Instruction:
Continue the SQL reference text from the point where it ends.

Source:
□ □ □
SQL

Commands tldr

Important SQL commands:

COMMAND description
SELECT extract data from database
UPDATE updates data in a database
DELETE deletes data from a database
INSERT INTO inserts new data into a database
CREATE DATABASE creates a new database
ALTER DATABASE modifies data in a database
CREATE TABLE create a table
DROP TABLE deletes a table
ALTER TABLE modifies a table
DROP INDEX deletes an index

Creating Tables

Creating tables in a relational database requires you constrain a key to uniquely identify a record in the table. This key will be used to query the item either by you or by the database server when you make requests.

-- in SQL Server / Oracle
CREATE TABLE users (
    ID int NOT NULL PRIMARY KEY,
    LNAME varchar(255) NOT NULL,
    FNAME varchar(255),
    AGE int
);

-- in MySQL
CREATE TABLE users (
    ID int NOT NULL,
    LNAME varchar(255) NOT NULL,
    FNAME varchar(255),
    AGE int,
    PRIMARY KEY (ID)
);

A table may only have one primary key but in the table, a primary key can use multiple columns to be a unique identifier. For example, you could use first and last name as primary keys.

CREATE TABLE PROJECTMEMBER (
    LNAME varchar(255) NOT NULL,
    FNAME varchar(255) NOT NULL,
    TASKS varchar(255)
    CONSTRAINT member PRIMARY KEY(LNAME, FNAME)
);

To create an auto-incrementing index, you can use the following:

-- MySQL
CREATE TABLE users (
    ID int NOT NULL AUTO_INCREMENT,
    LNAME varchar(255) NOT NULL,
    FNAME varchar(255),
    AGE int,
    PRIMARY KEY (ID)
□ □ □
Material shown:
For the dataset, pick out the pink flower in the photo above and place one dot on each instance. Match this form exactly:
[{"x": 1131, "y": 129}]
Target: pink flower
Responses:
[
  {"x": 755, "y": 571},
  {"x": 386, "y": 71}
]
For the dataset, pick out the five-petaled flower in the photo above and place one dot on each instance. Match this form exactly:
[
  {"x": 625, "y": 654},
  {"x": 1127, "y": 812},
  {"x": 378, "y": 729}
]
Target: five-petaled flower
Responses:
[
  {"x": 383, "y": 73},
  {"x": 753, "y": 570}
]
□ □ □
Reply:
);

-- set the AUTO_INCREMENT value to start with a value other than 1
ALTER TABLE users AUTO_INCREMENT=42;

You must CREATE SEQUENCE in Oracle since you’ll be defining an object that can have more configurable behavior. For example:

CREATE SEQUENCE seq_user
MINVALUE 0
START WITH 0
INCREMENT BY 2
CACHE 10;

This code creates an object sequence 0, 2, 4, .... The cache setting of 10 will increase performance by storing sequence values in memory. Since these are sequences, you’ll only create a given value once. If an item is given index 4, you delete it, then immediately re-insert something, it will be given the next value in the sequence. Hence, you might have unused indices in your table that are taking up extra space.

SELECT

In SELECT, UPDATE, DELETE, and other statements, a WHERE clause can be used to specify a condition.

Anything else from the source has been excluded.